- **THE PROBLEM**
The entries must be set down again word for word; no pictures belong in the copy.
EXTRACTED RECORDS below:
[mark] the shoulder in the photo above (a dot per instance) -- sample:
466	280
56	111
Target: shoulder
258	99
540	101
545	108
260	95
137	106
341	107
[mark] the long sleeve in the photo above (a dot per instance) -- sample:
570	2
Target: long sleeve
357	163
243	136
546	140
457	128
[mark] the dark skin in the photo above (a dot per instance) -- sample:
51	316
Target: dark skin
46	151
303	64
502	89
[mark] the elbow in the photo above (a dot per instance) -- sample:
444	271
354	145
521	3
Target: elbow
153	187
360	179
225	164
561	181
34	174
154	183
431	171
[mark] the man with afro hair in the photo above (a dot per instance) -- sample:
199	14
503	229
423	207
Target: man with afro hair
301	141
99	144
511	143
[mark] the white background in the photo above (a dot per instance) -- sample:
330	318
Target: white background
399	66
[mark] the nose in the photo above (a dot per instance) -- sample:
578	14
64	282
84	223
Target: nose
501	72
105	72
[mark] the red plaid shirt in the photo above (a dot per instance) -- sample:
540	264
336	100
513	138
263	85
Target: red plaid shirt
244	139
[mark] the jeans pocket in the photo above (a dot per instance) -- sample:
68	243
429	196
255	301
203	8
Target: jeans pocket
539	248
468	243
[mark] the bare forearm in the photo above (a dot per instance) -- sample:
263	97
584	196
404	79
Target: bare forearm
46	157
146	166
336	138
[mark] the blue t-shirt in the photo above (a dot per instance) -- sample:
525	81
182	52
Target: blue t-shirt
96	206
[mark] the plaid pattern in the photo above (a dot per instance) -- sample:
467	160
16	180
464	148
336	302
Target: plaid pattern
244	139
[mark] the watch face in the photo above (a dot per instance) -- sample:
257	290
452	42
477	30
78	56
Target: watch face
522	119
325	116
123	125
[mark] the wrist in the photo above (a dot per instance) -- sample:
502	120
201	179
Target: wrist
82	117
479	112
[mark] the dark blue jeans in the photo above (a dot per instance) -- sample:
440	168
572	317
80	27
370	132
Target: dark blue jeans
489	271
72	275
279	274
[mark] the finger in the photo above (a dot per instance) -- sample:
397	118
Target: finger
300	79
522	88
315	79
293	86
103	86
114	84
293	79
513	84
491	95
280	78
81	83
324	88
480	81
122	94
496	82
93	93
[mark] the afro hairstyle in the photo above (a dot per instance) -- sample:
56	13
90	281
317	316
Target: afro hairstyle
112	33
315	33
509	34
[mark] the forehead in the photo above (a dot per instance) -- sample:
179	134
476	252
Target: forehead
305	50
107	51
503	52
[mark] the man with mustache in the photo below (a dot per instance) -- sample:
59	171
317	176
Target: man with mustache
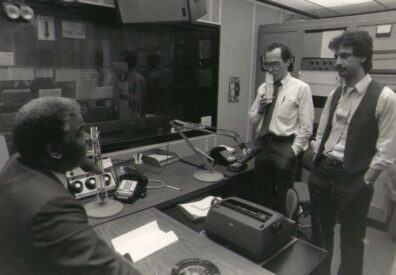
44	229
282	115
354	143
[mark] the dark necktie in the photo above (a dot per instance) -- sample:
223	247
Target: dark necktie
270	109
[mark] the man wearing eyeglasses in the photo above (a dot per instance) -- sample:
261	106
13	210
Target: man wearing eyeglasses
354	143
283	115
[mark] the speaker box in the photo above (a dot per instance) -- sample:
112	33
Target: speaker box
83	185
150	11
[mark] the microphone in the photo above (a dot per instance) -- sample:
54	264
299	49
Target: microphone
241	164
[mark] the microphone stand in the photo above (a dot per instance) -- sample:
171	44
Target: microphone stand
102	207
208	174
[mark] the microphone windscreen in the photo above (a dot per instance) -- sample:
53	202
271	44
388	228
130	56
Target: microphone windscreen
89	166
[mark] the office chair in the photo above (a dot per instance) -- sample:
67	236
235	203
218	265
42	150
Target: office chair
295	210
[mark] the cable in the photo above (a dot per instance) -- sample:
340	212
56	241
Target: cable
162	184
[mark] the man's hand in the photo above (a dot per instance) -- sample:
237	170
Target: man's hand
264	102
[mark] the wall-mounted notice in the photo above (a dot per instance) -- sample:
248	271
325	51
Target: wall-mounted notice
233	89
50	92
45	28
7	59
21	73
44	73
86	84
73	30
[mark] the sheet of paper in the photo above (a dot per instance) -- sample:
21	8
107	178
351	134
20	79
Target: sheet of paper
199	208
143	241
160	157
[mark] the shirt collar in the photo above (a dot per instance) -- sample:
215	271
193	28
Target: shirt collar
61	177
285	79
362	85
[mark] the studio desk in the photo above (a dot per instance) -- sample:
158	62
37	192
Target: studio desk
298	259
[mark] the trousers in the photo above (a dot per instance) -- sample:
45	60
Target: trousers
274	173
335	194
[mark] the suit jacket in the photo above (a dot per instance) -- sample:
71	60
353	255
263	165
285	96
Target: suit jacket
44	229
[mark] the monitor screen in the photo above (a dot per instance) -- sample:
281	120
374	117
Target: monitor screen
130	80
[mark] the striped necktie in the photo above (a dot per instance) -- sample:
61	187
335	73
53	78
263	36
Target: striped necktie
269	111
341	118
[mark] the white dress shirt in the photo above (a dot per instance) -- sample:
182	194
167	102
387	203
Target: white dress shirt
293	113
385	114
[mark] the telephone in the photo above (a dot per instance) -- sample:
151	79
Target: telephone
222	156
132	186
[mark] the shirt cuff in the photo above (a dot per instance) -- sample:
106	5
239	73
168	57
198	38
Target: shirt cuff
371	175
296	149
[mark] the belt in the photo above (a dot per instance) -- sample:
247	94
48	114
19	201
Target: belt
333	162
275	138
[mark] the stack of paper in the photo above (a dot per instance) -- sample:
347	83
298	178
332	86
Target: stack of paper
197	209
143	241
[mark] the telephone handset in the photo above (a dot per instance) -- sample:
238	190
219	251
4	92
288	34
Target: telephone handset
132	186
222	156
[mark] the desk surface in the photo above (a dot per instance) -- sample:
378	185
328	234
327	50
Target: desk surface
189	245
177	174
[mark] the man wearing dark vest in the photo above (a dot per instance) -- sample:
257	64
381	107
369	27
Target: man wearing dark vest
283	117
354	143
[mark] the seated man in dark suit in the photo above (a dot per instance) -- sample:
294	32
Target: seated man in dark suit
44	229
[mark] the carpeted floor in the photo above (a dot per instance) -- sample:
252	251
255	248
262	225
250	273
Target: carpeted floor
380	250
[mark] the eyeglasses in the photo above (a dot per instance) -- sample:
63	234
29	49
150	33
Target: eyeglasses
274	65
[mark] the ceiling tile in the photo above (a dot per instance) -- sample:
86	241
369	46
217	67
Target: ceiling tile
388	3
322	13
360	8
299	4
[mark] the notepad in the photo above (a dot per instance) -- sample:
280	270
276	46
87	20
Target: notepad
197	209
143	241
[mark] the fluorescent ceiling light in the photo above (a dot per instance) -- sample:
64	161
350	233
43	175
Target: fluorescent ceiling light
338	3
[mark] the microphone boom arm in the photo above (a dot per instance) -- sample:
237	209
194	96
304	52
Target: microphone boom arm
209	161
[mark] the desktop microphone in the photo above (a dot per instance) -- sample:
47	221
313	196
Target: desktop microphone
241	164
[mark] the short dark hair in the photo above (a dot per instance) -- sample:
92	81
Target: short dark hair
286	52
40	122
361	43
End of EXTRACTED RECORDS.
- **TASK OUTPUT**
[mark] the shoulder in the photo above (a dot per instance) -- sample:
466	280
56	111
Target: shoulder
258	99
540	101
545	108
260	95
137	106
341	107
[mark] the long sleeve in the photo above (a dot per instance) -- sample:
570	2
Target: long sleeve
357	163
243	136
546	140
457	128
[mark] the dark skin in the photo above (a dot per instance) -- sample:
51	316
Target: dark skin
46	151
303	64
502	89
[mark] the elbow in the photo above (a dot per instance) -- sample:
444	271
354	145
521	3
Target: elbow
153	187
360	179
225	164
561	181
34	174
154	183
431	171
[mark] the man with afro hair in the photo above (a dot per instance) -- sample:
199	14
503	229
423	207
Target: man with afro hair
301	141
99	144
511	143
[mark] the white background in the photo above (a dot per instance) -- sample:
330	318
Target: white background
399	66
[mark] the nose in the photo above (a dot per instance) -- sample:
578	14
64	282
84	223
Target: nose
501	72
105	72
[mark] the red plaid shirt in the photo above (a dot per instance) -- sample:
540	264
336	100
513	138
263	85
Target: red plaid shirt
244	139
[mark] the jeans pocket in the photo above (a dot per instance) -- sample:
68	243
429	196
255	301
203	8
Target: jeans pocket
539	248
468	243
[mark] the bare forearm in the photo above (a dot per instance) -- sample:
263	97
584	196
404	79
Target: bare forearm
46	157
146	166
336	138
[mark] the blue t-shirt in the photo above (a dot per instance) -- sample:
525	81
182	52
Target: blue t-shirt
96	206
[mark] the plaid pattern in the photo above (a dot per instance) -- sample:
467	160
16	180
464	148
336	302
Target: plaid pattern
244	139
[mark] the watch face in the photo above (a dot per instance) -- sample:
257	290
452	42
477	30
78	56
Target: watch face
522	119
325	116
123	125
[mark] the wrist in the photo above (a dot per instance) -- sample:
502	120
201	179
Target: wrist
82	117
479	112
[mark] the dark blue jeans in the photo above (a dot per instance) -- sample:
440	168
572	317
80	27
370	132
Target: dark blue jeans
489	271
72	275
279	274
[mark] the finger in the photo above (a dot per instance) -- sample:
397	118
Target: finger
300	79
522	88
315	79
293	86
103	86
114	84
293	79
513	84
491	95
280	78
81	83
324	88
480	81
122	94
496	82
93	93
[mark] the afro hairstyle in the photo above (a dot per instance) -- sample:
56	13
90	281
317	316
Target: afro hairstyle
112	33
315	33
509	34
[mark] the forehead in the photo above (a dot per instance) -- sample:
179	134
476	252
Target: forehead
305	50
107	51
503	52
[mark] the man with mustache in the photo below (a dot per instance) -- sample:
59	171
317	176
Target: man with mustache
44	229
282	115
354	143
[mark] the dark necktie in the photo above (a dot per instance) -- sample:
223	247
Target: dark necktie
270	109
[mark] the man wearing eyeglasses in the photo above (a dot per instance) -- sample:
261	106
13	210
Target: man wearing eyeglasses
354	143
283	115
[mark] the speaker box in the photo above (a dot per instance) -- sample:
112	33
Target: speaker box
83	185
150	11
[mark] the microphone in the photo above (a dot per instance) -- sample:
54	264
299	49
Target: microphone
241	164
[mark] the microphone stand in the photo above (a dot per instance) -- sample:
171	44
Target: microphone stand
102	207
208	174
[mark] the microphone windscreen in the photo above (a dot per instance) -- sample:
53	202
271	44
388	228
130	56
Target: microphone windscreen
89	166
[mark] the office chair in the photo above (a dot per instance) -- sample:
67	236
235	203
218	265
42	150
Target: office chair
295	210
[mark] the cable in the photo above (a dot per instance) -- sample:
340	212
56	241
Target: cable
162	184
[mark] the man's hand in the photo above (a dot per instance) -- sample:
237	170
Target: man's hand
264	102
[mark] the wall-mounted notice in the photo above (a dot per instance) -- sample:
248	271
325	51
Target: wall-mounted notice
233	89
50	92
45	28
7	59
21	73
44	73
86	84
73	30
[mark] the sheet of paper in the photo above (a dot per instance) -- sample:
21	8
107	178
351	134
20	79
Target: sheet of paper
199	208
143	241
160	157
[mark] the shirt collar in the photo above (a dot per instance) -- sample:
215	271
193	28
Target: shirt collar
61	177
285	79
362	85
[mark] the studio desk in the photo above (a dot per instance) -- sample:
158	62
37	192
Target: studio desk
298	259
[mark] the trousers in the photo above (a dot per instance) -- sample:
45	60
Target: trousers
274	173
335	194
[mark] the suit jacket in the photo above (a dot per instance) -- sample:
71	60
353	255
263	165
285	96
Target: suit jacket
44	229
[mark] the monitor screen in the photo above (a dot per instance) -- sample:
281	120
374	117
Target: monitor screen
130	80
[mark] the striped necktie in the photo above (a dot per instance) -- sample:
61	187
335	73
53	78
263	36
Target: striped necktie
269	111
341	118
[mark] the white dress shirt in the photo above (a dot per instance) -- sample:
182	194
167	102
387	203
Target: white dress shirt
293	113
385	114
[mark] the telephone in the photo above (a dot per instance) -- sample:
151	79
Target: telephone
222	156
132	186
[mark] the shirt cuff in the photo above (a dot per instance) -- sample:
106	5
239	73
168	57
198	38
Target: shirt cuff
371	175
296	149
[mark] the belt in the photo above (a dot per instance) -- sample:
247	94
48	114
19	201
Target: belt
333	162
275	138
[mark] the stack of paper in the photo above (a dot per instance) -- sample:
347	83
298	178
332	86
Target: stack of paper
197	209
143	241
[mark] the telephone handset in the photo above (a dot per instance) -- sample:
238	190
219	251
4	92
288	34
Target: telephone handset
132	186
222	156
[mark] the desk surface in the photo above (a dot per instance) -- sample:
378	185
328	234
327	50
Target: desk surface
189	245
177	174
[mark] the man wearing dark vest in the photo above (a dot per instance) -- sample:
257	64
381	107
369	27
Target: man wearing dark vest
283	117
354	143
[mark] the seated man in dark suit in the photo above (a dot per instance) -- sample:
294	32
Target: seated man in dark suit
44	229
[mark] the carpeted floor in the photo above (a dot per instance) -- sample:
252	251
255	248
262	225
250	273
Target: carpeted floor
380	250
[mark] the eyeglasses in the photo above (a dot per instance) -- sample:
63	234
29	49
150	33
Target: eyeglasses
274	65
[mark] the ceiling tile in the photo above (a dot per instance) -- sample:
86	241
369	46
217	67
Target: ceiling tile
388	3
322	13
360	8
299	4
[mark] the notepad in the photo above (a dot per instance) -- sample:
280	270
276	46
87	20
Target: notepad
197	209
143	241
[mark] the fluorescent ceiling light in the photo above (a dot per instance) -- sample:
64	161
350	233
43	175
Target: fluorescent ceiling light
338	3
[mark] the microphone boom arm in the photo above (a dot per instance) -- sample:
237	209
194	96
304	52
Target: microphone boom arm
209	161
[mark] the desktop microphone in the photo above (a dot per instance) -- sample:
47	221
313	196
Target: desktop microphone
241	164
[mark] the short dark hair in the photo above (a dot per instance) -- sample:
92	81
Target: short dark hair
286	52
40	122
361	43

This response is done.